Ex-Machina Review – Edgy Sci-Fi Tech Thriller Engages At Enter

Ex-Machina, from DNA Films and Universal Pictures International, brings to the screen, a sci-fi thriller woven together with a contemporary tech drama introducing the next phase of the extremely secretive and highly sensitive Artificial Intelligent program to the world.

Written and directed by Alex Garland, Ex-Machina stars Oscar Isaacs, Alicia Vikander and Domhnall Gleeson as the unlikely social network trio brought together under the ruse of winning a mentoring week with the world’s most recognized and intelligent Tech CEO.

We meet our highly intelligent, tech coder, Caleb, a Mark Zuckerberg type, played by Domhnall Gleeson, super intellect, who breathes code, in his cube at the office of the biggest search company in the world.

Within the first few minutes of the film, Caleb has found out he has been declared the winner in a company sponsored contest that awards the winner a one week stay with the founder at his mountain compound, where one can only gain access by helicopter.

Dropped off and given the vague instructions of follow the river, Caleb makes his way to the obscure and mysteriously styled bunker doorway. Oddly unprepared for the tech access entry and highly sophisticated interior design he stumbles through the entrance encounter.

Nathan, played by Oscar Isaacs, has developed a state of the art home including swipe cards pre-set to avoid snooping as every door is controlled by the access chip coded on the card gained at entry. We met arrogant, anti-social and oddly charismatic, Nathan, a recluse and wealthy enough not to care as he is pounding away at the heavy bag.

Caleb stumbles down the stairs as the non-descript exterior becomes a palatial underground estate, high tech and ultra-modern. The founder of the search, is a youthful, super IQ, wiz and physically attractive. Not polite or charming although he does possess common courtesies and manners even though at that level of wealth they’re not required and often overlooked.

Record set:
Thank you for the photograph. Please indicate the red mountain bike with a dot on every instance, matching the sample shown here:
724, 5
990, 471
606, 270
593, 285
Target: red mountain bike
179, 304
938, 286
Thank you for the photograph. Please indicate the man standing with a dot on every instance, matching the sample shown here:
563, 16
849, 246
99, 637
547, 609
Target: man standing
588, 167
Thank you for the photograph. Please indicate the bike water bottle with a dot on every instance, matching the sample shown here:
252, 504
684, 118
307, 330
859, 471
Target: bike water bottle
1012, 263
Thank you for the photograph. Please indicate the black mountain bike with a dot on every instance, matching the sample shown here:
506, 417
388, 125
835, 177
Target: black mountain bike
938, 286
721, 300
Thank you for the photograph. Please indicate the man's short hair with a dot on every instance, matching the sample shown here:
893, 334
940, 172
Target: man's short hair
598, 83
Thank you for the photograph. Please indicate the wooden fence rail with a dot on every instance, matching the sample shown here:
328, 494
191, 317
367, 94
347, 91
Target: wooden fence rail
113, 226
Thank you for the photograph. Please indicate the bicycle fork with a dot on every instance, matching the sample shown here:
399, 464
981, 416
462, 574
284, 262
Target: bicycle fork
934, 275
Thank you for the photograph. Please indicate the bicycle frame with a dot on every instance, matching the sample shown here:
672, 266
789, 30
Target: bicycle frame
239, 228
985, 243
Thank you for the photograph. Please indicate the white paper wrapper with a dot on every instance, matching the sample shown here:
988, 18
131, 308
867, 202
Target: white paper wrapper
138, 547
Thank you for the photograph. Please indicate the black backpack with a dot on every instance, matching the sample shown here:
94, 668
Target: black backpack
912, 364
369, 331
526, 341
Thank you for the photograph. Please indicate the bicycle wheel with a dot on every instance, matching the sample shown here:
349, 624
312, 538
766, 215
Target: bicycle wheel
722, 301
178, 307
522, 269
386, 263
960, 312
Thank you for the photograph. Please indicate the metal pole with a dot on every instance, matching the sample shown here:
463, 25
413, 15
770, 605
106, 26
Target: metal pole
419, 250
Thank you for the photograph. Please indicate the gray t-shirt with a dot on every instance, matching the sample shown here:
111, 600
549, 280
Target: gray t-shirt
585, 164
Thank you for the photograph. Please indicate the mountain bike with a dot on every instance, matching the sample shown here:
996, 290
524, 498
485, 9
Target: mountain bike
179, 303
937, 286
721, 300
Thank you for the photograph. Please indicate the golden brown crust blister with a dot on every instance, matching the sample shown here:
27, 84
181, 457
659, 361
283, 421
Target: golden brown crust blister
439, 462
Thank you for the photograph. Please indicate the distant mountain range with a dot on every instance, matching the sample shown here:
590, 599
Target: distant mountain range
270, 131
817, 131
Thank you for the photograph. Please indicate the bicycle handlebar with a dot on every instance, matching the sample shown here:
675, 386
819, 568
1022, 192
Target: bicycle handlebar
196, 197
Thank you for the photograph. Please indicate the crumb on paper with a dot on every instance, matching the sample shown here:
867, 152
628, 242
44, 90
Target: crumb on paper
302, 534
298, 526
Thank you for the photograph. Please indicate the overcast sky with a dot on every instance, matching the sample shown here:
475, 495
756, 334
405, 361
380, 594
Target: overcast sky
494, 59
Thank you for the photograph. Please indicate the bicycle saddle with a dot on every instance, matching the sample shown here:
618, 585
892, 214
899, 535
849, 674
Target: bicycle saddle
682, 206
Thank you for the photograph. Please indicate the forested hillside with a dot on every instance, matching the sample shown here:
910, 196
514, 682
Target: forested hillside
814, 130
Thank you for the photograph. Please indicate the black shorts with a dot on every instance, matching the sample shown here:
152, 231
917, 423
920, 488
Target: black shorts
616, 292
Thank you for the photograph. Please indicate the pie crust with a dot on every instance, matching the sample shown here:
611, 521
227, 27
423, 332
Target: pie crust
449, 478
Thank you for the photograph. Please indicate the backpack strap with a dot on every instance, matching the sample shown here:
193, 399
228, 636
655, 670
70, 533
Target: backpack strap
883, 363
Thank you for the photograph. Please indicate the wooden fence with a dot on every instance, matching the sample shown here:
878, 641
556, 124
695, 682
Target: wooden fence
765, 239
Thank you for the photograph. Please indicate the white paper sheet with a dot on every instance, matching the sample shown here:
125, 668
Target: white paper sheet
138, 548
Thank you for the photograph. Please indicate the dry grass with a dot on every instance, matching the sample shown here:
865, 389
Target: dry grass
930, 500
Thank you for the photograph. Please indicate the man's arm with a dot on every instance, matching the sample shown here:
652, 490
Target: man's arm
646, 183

Problem:
Answer these about the Ex-Machina review:
1. Who wrote and directed the film?
2. What is the only way to reach the founder's mountain compound?
3. Who plays Nathan?

Reply:
1. Alex Garland
2. By helicopter
3. Oscar Isaacs